→ **Instruction**: Leave out the pictures and repeat exactly the lines from the one containing "Which pixel sits on the blue" through the end of the records.

--- START OF Records supplied ---

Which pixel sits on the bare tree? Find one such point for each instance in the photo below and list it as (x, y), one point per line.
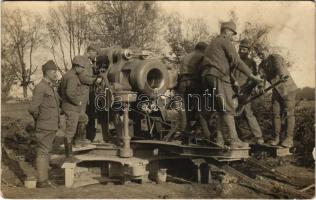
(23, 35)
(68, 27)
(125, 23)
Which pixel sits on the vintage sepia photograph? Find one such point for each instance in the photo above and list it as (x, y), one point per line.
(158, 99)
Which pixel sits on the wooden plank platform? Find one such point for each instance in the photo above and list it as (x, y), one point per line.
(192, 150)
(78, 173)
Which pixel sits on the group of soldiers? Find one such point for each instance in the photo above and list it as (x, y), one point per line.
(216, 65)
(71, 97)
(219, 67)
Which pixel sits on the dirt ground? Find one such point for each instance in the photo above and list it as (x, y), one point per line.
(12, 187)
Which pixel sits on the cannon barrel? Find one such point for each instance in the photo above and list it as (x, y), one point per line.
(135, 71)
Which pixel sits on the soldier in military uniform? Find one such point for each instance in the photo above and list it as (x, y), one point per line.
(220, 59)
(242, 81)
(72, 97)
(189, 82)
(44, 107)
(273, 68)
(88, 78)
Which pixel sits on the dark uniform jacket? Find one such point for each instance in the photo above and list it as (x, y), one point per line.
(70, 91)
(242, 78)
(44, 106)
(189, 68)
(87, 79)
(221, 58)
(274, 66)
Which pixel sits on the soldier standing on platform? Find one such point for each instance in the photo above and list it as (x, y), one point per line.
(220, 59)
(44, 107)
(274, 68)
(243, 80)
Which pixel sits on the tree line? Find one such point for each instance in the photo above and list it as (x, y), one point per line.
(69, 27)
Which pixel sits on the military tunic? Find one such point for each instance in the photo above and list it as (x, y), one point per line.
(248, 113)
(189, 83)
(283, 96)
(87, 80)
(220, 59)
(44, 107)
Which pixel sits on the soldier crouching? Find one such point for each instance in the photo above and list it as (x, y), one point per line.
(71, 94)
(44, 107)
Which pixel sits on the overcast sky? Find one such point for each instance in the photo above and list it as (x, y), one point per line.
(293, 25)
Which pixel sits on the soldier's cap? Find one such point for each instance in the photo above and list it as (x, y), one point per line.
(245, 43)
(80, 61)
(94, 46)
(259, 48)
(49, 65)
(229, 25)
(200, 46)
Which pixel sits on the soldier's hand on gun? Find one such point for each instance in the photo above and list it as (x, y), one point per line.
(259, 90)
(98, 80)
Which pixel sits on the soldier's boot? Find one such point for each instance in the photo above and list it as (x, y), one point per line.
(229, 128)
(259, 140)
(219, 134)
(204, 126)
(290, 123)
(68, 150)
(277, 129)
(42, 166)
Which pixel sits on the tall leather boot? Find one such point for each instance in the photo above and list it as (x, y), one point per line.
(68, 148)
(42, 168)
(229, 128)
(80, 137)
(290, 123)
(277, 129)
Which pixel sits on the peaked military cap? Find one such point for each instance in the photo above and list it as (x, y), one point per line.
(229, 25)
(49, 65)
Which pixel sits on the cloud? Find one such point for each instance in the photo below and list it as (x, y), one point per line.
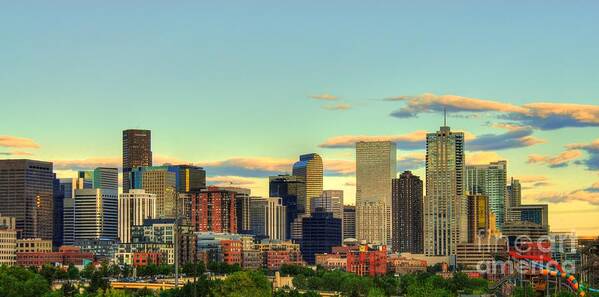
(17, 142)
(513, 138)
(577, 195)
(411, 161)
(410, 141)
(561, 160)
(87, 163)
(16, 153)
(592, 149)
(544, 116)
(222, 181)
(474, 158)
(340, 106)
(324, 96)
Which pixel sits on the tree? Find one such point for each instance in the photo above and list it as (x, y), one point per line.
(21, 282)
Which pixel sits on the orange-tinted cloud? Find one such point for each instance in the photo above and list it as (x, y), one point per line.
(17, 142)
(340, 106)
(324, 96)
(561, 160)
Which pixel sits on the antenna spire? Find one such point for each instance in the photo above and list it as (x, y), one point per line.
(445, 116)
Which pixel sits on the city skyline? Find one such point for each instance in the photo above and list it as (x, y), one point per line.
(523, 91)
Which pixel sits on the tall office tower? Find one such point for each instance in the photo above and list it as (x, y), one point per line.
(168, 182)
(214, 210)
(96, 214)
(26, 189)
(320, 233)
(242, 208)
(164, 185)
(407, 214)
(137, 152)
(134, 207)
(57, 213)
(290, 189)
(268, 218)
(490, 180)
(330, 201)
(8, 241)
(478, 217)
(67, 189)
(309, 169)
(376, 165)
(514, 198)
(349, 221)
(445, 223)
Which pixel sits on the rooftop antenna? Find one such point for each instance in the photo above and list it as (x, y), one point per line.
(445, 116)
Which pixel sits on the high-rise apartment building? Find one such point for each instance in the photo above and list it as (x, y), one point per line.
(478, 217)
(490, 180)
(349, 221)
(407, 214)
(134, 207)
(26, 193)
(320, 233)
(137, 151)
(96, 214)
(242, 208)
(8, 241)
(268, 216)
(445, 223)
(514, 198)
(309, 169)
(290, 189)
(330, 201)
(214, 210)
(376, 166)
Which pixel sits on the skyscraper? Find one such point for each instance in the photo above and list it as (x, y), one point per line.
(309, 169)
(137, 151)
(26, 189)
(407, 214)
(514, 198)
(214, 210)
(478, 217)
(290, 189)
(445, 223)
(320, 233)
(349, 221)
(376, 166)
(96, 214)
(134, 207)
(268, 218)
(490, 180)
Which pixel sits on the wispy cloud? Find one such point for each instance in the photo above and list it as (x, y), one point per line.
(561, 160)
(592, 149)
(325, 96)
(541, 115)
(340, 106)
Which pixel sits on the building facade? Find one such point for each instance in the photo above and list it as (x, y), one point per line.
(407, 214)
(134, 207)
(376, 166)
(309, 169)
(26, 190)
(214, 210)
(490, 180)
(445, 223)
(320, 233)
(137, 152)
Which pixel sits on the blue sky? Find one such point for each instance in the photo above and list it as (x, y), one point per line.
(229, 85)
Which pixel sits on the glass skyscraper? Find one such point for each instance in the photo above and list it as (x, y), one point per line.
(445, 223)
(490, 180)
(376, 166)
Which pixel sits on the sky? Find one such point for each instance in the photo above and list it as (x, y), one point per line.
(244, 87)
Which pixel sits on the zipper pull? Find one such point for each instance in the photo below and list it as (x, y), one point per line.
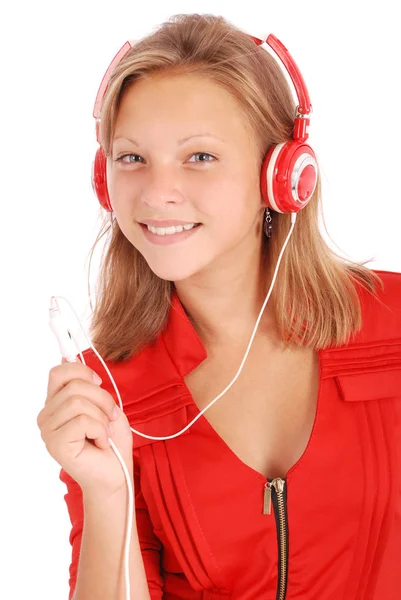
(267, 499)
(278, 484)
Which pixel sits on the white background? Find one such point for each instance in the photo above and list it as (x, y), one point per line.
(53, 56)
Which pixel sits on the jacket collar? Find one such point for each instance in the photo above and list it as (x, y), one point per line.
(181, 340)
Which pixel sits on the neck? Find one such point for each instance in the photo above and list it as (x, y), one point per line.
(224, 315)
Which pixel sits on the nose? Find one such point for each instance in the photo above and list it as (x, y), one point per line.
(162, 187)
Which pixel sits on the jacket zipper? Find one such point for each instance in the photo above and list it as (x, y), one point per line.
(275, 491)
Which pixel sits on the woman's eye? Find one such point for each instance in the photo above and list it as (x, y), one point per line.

--- END OF Records supplied ---

→ **Completed task**:
Which pixel sits on the blue sky? Find one such point for each instance in the photo above and list it as (x, y), one point per line.
(229, 85)
Which pixel sits on the glass skyscraper? Find one such point for each instance in the photo above and list it as (x, y), one point per line.
(445, 223)
(490, 180)
(376, 166)
Which pixel sits on the sky? Find one such point for each instance in the photo above and list it as (x, y), one point per line.
(244, 87)
Which pixel sits on the zipper pull? Find one such point for each instance in the photo below and list it as (x, y), one point per line.
(267, 499)
(278, 484)
Which pixel sits on the white background? Find one such point for each instance in the photo above and list it as (x, y), one point per line.
(53, 56)
Which pixel sits on the jacket collar? Find one such point for each instance in the photo above and list it as (x, y), one point per line.
(181, 340)
Which pixel sits on the neck? Find one such point for each instance in the photo above and list it as (x, y), one point per line.
(224, 315)
Which pixel sits on the nose? Find one such point for each instance in the photo above and list it as (x, y), one point per line.
(162, 187)
Which pixel sits on the jacket zipper? Find one such point for each instance in the photo above and list it as (x, y), one point per line.
(275, 491)
Which pixel sits on the woman's eye? Find one such point for each instance in the photo above and list it as (x, y), one point per line.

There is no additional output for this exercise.